Provided information start
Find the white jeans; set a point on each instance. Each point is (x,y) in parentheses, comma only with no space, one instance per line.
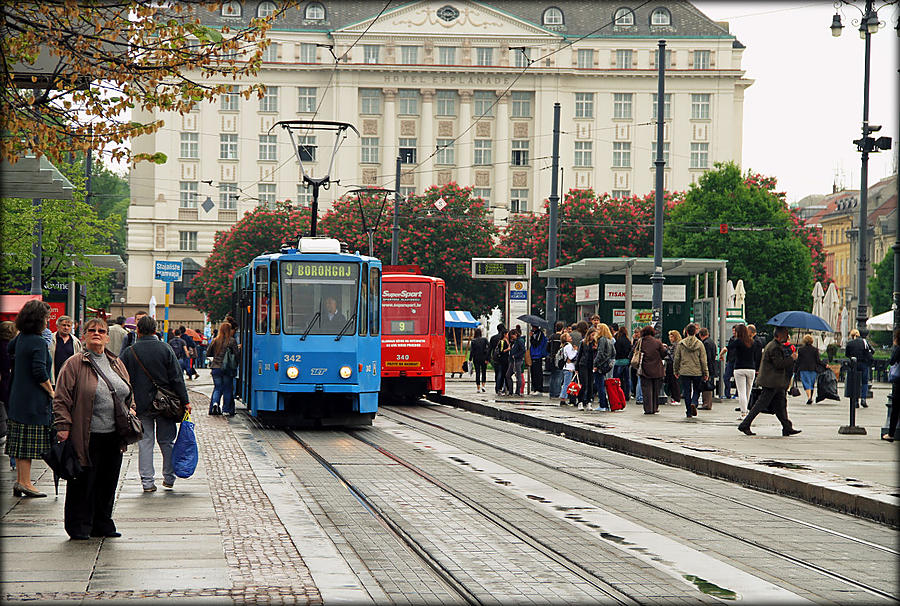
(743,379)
Provided information end
Provided information start
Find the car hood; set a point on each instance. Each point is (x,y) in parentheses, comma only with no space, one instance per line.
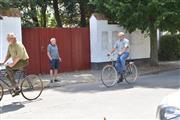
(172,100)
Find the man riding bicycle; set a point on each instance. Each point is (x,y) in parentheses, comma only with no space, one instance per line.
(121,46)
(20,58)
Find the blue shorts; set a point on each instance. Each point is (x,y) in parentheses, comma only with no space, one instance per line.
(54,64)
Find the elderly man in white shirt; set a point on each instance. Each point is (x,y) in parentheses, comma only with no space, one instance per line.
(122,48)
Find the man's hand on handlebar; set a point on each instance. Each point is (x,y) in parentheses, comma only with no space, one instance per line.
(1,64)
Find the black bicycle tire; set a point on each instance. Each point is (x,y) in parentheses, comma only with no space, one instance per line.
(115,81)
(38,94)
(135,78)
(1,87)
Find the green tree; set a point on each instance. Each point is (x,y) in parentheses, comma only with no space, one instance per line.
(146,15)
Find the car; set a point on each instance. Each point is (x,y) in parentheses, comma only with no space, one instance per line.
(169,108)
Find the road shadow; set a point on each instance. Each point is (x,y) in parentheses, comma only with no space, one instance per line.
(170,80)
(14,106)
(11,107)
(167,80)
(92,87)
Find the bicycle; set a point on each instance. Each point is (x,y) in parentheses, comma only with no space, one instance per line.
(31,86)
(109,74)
Provided information end
* **Goal of the exercise**
Please count the lines in the records above that contain the word "Find", and reply with only that number.

* **Correct answer**
11